(Saved entries)

☆ ☆ ☆ ☆ ☆

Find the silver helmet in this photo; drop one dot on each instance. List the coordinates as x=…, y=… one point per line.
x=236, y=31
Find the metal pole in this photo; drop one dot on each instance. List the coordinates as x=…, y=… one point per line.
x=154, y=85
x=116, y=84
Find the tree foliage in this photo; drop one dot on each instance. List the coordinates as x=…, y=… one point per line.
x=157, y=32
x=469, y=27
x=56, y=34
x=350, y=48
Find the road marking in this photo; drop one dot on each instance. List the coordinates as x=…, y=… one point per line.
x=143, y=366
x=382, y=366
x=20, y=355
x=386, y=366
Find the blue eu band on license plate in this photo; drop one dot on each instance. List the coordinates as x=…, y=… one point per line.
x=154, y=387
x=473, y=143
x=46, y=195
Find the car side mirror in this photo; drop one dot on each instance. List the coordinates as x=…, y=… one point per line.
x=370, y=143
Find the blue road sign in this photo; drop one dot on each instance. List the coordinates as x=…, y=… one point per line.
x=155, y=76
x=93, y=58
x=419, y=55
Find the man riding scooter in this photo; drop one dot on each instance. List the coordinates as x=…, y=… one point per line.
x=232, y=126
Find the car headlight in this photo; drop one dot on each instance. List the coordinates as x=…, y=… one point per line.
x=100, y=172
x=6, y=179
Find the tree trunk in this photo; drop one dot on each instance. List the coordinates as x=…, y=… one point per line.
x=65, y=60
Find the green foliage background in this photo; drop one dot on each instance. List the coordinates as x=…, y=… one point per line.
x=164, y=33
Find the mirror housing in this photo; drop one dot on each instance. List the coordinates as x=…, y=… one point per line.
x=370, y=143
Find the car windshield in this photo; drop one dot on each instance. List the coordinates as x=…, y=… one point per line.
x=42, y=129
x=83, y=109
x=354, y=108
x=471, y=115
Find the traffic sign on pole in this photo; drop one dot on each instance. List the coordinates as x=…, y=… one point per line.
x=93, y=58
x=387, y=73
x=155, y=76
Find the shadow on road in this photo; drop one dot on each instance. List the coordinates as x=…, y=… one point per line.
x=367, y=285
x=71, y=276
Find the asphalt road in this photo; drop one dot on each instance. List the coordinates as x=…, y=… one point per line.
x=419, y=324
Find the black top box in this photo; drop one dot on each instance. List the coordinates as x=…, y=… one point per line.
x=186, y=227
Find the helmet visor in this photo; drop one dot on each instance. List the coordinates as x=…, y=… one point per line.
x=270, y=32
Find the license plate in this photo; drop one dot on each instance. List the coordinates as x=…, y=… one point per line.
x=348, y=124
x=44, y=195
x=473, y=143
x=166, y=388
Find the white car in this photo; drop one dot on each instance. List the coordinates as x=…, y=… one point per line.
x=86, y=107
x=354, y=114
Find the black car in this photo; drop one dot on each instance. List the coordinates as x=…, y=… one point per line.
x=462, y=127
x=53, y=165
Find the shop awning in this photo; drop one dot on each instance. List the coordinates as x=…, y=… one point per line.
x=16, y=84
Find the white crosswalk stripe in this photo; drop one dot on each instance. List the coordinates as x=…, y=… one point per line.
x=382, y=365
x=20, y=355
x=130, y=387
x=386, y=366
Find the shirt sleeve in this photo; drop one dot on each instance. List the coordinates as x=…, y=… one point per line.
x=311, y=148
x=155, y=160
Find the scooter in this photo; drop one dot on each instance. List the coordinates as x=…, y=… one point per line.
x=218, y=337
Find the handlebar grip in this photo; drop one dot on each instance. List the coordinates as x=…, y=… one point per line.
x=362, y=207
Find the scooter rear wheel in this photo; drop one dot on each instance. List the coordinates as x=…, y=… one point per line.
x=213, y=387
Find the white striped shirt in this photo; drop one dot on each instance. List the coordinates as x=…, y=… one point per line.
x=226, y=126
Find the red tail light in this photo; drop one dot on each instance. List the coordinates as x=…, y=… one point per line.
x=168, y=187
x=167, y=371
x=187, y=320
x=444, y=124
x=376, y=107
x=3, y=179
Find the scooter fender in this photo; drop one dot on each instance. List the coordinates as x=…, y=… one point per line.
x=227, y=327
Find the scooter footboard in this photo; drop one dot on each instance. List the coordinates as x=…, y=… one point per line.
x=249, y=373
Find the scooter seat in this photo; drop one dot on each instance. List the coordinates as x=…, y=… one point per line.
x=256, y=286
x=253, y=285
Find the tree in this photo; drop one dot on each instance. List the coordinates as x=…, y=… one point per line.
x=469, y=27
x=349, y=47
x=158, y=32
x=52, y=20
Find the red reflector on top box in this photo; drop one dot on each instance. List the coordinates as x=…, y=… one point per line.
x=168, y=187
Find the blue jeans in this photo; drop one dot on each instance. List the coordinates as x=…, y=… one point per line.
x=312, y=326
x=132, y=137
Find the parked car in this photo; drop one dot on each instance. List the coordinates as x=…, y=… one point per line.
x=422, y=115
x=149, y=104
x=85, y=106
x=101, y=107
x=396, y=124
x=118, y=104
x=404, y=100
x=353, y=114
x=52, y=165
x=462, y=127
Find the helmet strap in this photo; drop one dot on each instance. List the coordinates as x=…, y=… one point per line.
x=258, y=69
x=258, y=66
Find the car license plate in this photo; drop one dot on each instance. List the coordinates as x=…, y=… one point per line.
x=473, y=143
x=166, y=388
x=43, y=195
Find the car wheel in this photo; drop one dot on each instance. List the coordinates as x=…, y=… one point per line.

☆ ☆ ☆ ☆ ☆

### YOUR GOAL
In your answer, print every entry exactly as it appears.

### EXERCISE SOLUTION
Find the silver helmet in this photo; drop one dot on each instance. List the coordinates as x=…, y=… one point per line.
x=236, y=31
Find the metal pole in this photo; drop one dot on each instance. List the coordinates as x=…, y=… one point per line.
x=154, y=85
x=116, y=84
Find the tree foliage in this photo; drop one dot on each instance. List the coordinates as x=…, y=… one point per line.
x=157, y=32
x=469, y=27
x=56, y=34
x=350, y=48
Find the road marking in this photo; drop one dot on each instance. List the coordinates as x=…, y=… one point per line.
x=143, y=366
x=382, y=366
x=20, y=355
x=386, y=366
Find the blue eu band on license plate in this photo; drop one dot on each instance. List the coordinates as x=…, y=… one point per line.
x=154, y=387
x=473, y=143
x=46, y=195
Find the car side mirror in this photo; drop one dot on each instance. List the coordinates as x=…, y=… one point per line.
x=370, y=143
Find the blue road sign in this photo; drop one dot on each instance. List the coordinates as x=…, y=… one point per line.
x=155, y=76
x=93, y=58
x=419, y=55
Find the man riding scooter in this photo; drop one dot on each instance. List the coordinates as x=…, y=… one point per line.
x=232, y=126
Find the car headlight in this photo; drop one dot on each instance. List the coordinates as x=…, y=… one point per line.
x=100, y=172
x=6, y=179
Find the tree trunk in this photo; drop one dot on each instance. List the coordinates as x=…, y=… one point per line.
x=65, y=60
Find the green foliage background in this photo; drop one dot on each instance. List the coordinates as x=…, y=… one point per line.
x=164, y=33
Find the mirror housing in this photo; drop one dot on each instance. List the coordinates as x=…, y=… one point per line.
x=370, y=143
Find the car windshield in this photo; drop one dot on each instance. List the coordinates as x=…, y=… one point per line.
x=42, y=129
x=83, y=109
x=354, y=108
x=471, y=115
Find the traffic sign on pole in this photo; drop one dot on each instance. List the coordinates as x=…, y=… one point per line.
x=93, y=58
x=387, y=73
x=155, y=76
Find the shadow on road in this photo; drop one dot on each instance. List the coordinates as x=…, y=… one point per line.
x=367, y=285
x=71, y=276
Find the asphalt road in this photo; drop one dot on each instance. List the coordinates as x=…, y=… one point per line.
x=419, y=324
Find the black top box in this photo; drop one dot on each instance. List the coordinates as x=…, y=… one point per line.
x=186, y=227
Find the helmet visor in this photo; drop one dot on each instance. List the coordinates as x=…, y=… one point per line.
x=270, y=32
Find the license plate in this photo; drop one dot on each instance. List the coordinates as x=…, y=… one point per line.
x=348, y=124
x=44, y=195
x=473, y=143
x=166, y=388
Find the white car in this photo; drop one dot on each instance. List the coordinates as x=…, y=… one point per line.
x=86, y=107
x=354, y=114
Find the black car in this photo; drop one dot on each instance. List the coordinates as x=…, y=… one point per line.
x=462, y=127
x=53, y=165
Find the shop awning in this photo; drop one dot on each instance. List the coordinates as x=…, y=… one point per line.
x=16, y=84
Find the white crosswalk stripe in this photo; drop one dot on each instance. List the coordinates as x=…, y=… one point per line.
x=382, y=365
x=20, y=355
x=130, y=387
x=386, y=366
Find the shirt sleeve in this photo; drop one dot on each instance. List the coordinates as x=…, y=… one point per line.
x=311, y=148
x=155, y=160
Find the scooter in this photo; drop one dot on each instance. List the coordinates as x=…, y=… one point per line.
x=218, y=337
Find the handlebar grip in this photo; drop one dot on each instance. List the coordinates as x=…, y=… one point per line.
x=362, y=207
Find the scooter rear wheel in this photo; drop one dot on each instance. List the coordinates as x=…, y=… one point per line.
x=213, y=387
Find the white striped shirt in this photo; drop one dot on each instance. List the coordinates as x=…, y=… one point per line.
x=226, y=126
Find the red tail light in this photo; drop one dot on each instance. List the coordinates as x=…, y=… one point per line.
x=168, y=187
x=167, y=371
x=187, y=320
x=444, y=124
x=376, y=107
x=3, y=179
Find the scooter fender in this photo; drop one dot on each instance. List the coordinates as x=…, y=… one point per line.
x=227, y=327
Find the scooter footboard in this photo; drop one dot on each instance. List the coordinates as x=…, y=… one point per line.
x=249, y=373
Find the scooter seat in this photo; drop one dot on each instance. List the coordinates as x=…, y=… one point per line.
x=256, y=286
x=253, y=285
Find the tree in this photo; drop one dot on each instance. List the coordinates as x=…, y=… one point per line.
x=469, y=27
x=349, y=47
x=158, y=32
x=52, y=20
Find the red reflector on top box in this photo; drop one dot on each instance. List the coordinates as x=…, y=… one point per line.
x=168, y=187
Find the blue jeans in this photo; drop one dot on each instance. List the coordinates as x=…, y=… one point per line.
x=312, y=326
x=132, y=137
Find the parked car in this photo; drop one dot on each instance. List the coordinates as x=…, y=… one point per line.
x=422, y=115
x=149, y=104
x=85, y=106
x=101, y=107
x=396, y=124
x=118, y=104
x=404, y=100
x=353, y=114
x=52, y=165
x=462, y=127
Find the helmet strap in this photo; drop one dot on each instance. List the coordinates as x=…, y=… one point per line.
x=258, y=69
x=258, y=66
Find the car license plate in this photo; drop one dot on each instance. List the coordinates as x=…, y=… one point per line.
x=473, y=143
x=166, y=388
x=43, y=195
Find the car wheel in this photo; drop one dot on each instance. List the coordinates as x=…, y=… one point per line.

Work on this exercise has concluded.